* EXTRACTED RECORDS *
>>>>>

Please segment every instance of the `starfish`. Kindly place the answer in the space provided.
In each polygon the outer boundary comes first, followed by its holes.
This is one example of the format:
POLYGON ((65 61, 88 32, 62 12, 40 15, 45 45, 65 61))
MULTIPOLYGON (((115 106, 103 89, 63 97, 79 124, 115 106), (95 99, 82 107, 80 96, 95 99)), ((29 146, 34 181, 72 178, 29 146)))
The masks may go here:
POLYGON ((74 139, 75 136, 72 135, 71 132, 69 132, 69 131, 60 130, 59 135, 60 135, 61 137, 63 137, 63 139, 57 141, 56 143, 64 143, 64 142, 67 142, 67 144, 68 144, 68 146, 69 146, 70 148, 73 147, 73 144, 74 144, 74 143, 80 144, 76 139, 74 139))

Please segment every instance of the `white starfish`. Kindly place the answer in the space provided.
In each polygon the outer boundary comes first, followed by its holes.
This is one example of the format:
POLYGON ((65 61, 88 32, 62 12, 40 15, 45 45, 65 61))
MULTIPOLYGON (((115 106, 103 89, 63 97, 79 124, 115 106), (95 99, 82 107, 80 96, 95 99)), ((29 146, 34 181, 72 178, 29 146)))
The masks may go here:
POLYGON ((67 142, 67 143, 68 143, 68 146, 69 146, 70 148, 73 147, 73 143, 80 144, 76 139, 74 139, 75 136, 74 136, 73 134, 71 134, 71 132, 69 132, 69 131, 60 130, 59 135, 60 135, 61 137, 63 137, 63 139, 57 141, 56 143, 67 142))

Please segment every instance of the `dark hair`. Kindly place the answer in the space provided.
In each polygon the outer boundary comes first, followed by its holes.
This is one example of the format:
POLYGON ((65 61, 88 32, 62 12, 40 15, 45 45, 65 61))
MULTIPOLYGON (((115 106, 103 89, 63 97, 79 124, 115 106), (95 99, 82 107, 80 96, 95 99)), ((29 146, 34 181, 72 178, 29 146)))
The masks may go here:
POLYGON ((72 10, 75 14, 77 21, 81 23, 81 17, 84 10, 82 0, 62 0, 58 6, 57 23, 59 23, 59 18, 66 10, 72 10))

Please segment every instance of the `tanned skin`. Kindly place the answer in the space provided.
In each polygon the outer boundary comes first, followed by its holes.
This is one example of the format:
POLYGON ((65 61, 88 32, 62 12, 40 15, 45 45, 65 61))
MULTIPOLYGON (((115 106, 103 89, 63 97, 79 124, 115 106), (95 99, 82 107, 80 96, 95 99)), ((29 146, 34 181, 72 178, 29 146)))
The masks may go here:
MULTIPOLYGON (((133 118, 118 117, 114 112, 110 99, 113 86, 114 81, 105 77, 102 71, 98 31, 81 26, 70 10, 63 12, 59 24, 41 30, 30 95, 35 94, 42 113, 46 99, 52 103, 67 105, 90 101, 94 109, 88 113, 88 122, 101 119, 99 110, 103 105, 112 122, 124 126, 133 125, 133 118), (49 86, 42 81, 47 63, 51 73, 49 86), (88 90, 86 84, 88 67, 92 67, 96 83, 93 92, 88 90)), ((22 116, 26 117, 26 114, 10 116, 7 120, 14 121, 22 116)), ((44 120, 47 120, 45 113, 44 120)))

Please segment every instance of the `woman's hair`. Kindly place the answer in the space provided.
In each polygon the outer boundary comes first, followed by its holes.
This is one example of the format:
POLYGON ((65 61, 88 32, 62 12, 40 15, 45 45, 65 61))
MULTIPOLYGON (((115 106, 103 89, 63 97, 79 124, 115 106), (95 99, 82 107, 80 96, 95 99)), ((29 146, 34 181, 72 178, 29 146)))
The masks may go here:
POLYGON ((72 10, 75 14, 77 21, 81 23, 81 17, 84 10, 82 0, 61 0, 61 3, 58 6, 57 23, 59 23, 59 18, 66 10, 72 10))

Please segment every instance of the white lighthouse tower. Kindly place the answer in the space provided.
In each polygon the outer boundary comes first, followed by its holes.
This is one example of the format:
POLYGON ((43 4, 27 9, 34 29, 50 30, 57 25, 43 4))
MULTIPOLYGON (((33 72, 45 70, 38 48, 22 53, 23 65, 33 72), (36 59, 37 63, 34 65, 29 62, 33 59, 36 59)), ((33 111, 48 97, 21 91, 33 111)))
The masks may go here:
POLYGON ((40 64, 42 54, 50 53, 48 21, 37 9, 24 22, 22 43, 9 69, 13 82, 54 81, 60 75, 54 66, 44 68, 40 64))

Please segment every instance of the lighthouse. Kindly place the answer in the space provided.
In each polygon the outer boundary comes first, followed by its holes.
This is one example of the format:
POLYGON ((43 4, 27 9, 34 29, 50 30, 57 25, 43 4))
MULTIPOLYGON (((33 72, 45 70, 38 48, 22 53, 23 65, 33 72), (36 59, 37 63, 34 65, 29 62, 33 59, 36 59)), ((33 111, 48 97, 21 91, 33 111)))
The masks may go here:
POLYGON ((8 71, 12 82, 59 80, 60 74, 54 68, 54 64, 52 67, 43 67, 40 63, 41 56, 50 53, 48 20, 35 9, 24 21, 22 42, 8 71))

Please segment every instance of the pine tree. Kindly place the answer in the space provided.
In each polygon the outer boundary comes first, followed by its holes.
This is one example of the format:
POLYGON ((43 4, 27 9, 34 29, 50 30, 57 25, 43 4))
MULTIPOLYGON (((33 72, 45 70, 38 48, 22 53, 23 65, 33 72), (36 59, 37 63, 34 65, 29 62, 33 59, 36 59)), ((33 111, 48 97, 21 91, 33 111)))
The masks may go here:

<<<<<

* WHAT TO WORK ON *
Put every line of all the entries above into a single numbered list, leaving out the blank lines.

* ANSWER TO THIS EXERCISE *
1. Please segment every instance of the `starfish`. Kindly place the answer in the space provided.
2. In each polygon the outer boundary comes first, followed by its holes.
3. This is one example of the format:
4. POLYGON ((65 61, 88 32, 62 12, 40 15, 45 45, 65 61))
5. MULTIPOLYGON (((115 106, 103 89, 63 97, 79 124, 115 106), (95 99, 82 107, 80 96, 95 99)), ((29 146, 34 181, 72 178, 29 146)))
6. The masks may go here:
7. POLYGON ((74 139, 75 136, 72 135, 71 132, 69 132, 69 131, 60 130, 59 135, 60 135, 61 137, 63 137, 63 139, 57 141, 56 143, 64 143, 64 142, 67 142, 67 144, 68 144, 68 146, 69 146, 70 148, 73 147, 73 144, 74 144, 74 143, 80 144, 76 139, 74 139))
8. Please segment every instance of the `white starfish`. Kindly place the answer in the space provided.
9. In each polygon the outer boundary comes first, followed by its holes.
10. This is one example of the format:
11. POLYGON ((65 61, 88 32, 62 12, 40 15, 45 45, 65 61))
12. MULTIPOLYGON (((115 106, 103 89, 63 97, 79 124, 115 106), (95 99, 82 107, 80 96, 95 99)), ((29 146, 34 181, 72 178, 29 146)))
13. The masks may go here:
14. POLYGON ((67 142, 67 143, 68 143, 68 146, 69 146, 70 148, 73 147, 73 143, 80 144, 76 139, 74 139, 75 136, 74 136, 73 134, 71 134, 71 132, 69 132, 69 131, 60 130, 59 135, 60 135, 61 137, 63 137, 63 139, 57 141, 56 143, 67 142))
15. Please segment every instance of the `dark hair`. Kindly place the answer in the space provided.
16. In each polygon the outer boundary comes first, followed by its holes.
17. This is one example of the format:
18. POLYGON ((65 61, 88 32, 62 12, 40 15, 45 45, 65 61))
19. MULTIPOLYGON (((115 106, 103 89, 63 97, 79 124, 115 106), (95 99, 82 107, 80 96, 95 99)), ((29 146, 34 181, 72 178, 29 146)))
20. The masks may go here:
21. POLYGON ((72 10, 75 14, 77 21, 81 23, 81 17, 84 10, 82 0, 62 0, 58 6, 57 23, 59 23, 59 18, 66 10, 72 10))
22. Please segment every instance of the `tanned skin`. Kindly place the answer in the space provided.
23. In each polygon the outer boundary comes first, followed by its holes.
24. This is one example of the format:
25. POLYGON ((65 61, 88 32, 62 12, 40 15, 45 45, 65 61))
26. MULTIPOLYGON (((115 106, 103 89, 63 97, 79 124, 115 106), (95 99, 82 107, 80 96, 95 99)), ((29 146, 34 181, 72 178, 29 146)))
27. The masks may go here:
28. MULTIPOLYGON (((133 118, 118 117, 114 112, 110 99, 113 86, 114 81, 105 77, 102 71, 98 31, 81 26, 70 10, 63 12, 59 24, 41 30, 30 95, 35 94, 42 113, 46 99, 52 103, 67 105, 90 101, 94 109, 88 113, 88 122, 101 119, 99 110, 103 105, 112 122, 124 126, 133 125, 133 118), (49 86, 42 81, 47 63, 51 73, 49 86), (88 90, 86 84, 88 67, 92 67, 96 83, 93 92, 88 90)), ((22 116, 26 117, 26 114, 10 116, 7 120, 14 121, 22 116)), ((44 120, 47 120, 45 113, 44 120)))
29. Please segment every instance of the `woman's hair`. Kindly place the answer in the space provided.
30. In each polygon the outer boundary comes first, followed by its holes.
31. This is one example of the format:
32. POLYGON ((65 61, 88 32, 62 12, 40 15, 45 45, 65 61))
33. MULTIPOLYGON (((115 106, 103 89, 63 97, 79 124, 115 106), (95 99, 82 107, 80 96, 95 99)), ((29 146, 34 181, 72 178, 29 146)))
34. The masks may go here:
35. POLYGON ((72 10, 75 14, 77 21, 81 23, 81 17, 84 10, 82 0, 61 0, 61 3, 58 6, 57 23, 59 23, 59 18, 66 10, 72 10))
36. Please segment every instance of the white lighthouse tower. Kindly place the answer in the space provided.
37. In each polygon the outer boundary comes first, followed by its holes.
38. This is one example of the format:
39. POLYGON ((43 4, 27 9, 34 29, 50 30, 57 25, 43 4))
40. MULTIPOLYGON (((33 72, 45 70, 38 48, 22 53, 23 65, 33 72), (36 59, 37 63, 34 65, 29 62, 33 59, 36 59)), ((33 111, 48 97, 21 91, 33 111)))
41. The masks may go here:
42. POLYGON ((40 64, 42 54, 50 53, 48 21, 37 9, 24 22, 22 43, 9 69, 13 82, 54 81, 60 75, 54 66, 44 68, 40 64))
43. Please segment every instance of the lighthouse. Kindly place the answer in the space provided.
44. In each polygon the outer boundary comes first, followed by its holes.
45. This is one example of the format:
46. POLYGON ((43 4, 27 9, 34 29, 50 30, 57 25, 43 4))
47. MULTIPOLYGON (((33 72, 45 70, 38 48, 22 53, 23 65, 33 72), (36 59, 37 63, 34 65, 29 62, 33 59, 36 59)), ((33 111, 48 97, 21 91, 33 111)))
48. The masks may go here:
49. POLYGON ((8 71, 12 82, 59 80, 60 74, 54 68, 54 64, 52 67, 43 67, 40 63, 41 56, 50 53, 48 20, 35 9, 24 21, 22 42, 8 71))
50. Please segment every instance of the pine tree. Kindly place the answer in the space provided.
51. In each polygon the outer boundary comes first, followed by its holes.
52. This is one example of the format:
53. POLYGON ((43 4, 27 9, 34 29, 50 30, 57 25, 43 4))
54. MULTIPOLYGON (((33 72, 45 70, 38 48, 22 53, 23 65, 33 72), (36 59, 37 63, 34 65, 29 62, 33 59, 36 59)), ((33 111, 48 97, 21 91, 33 111)))
55. The masks may go here:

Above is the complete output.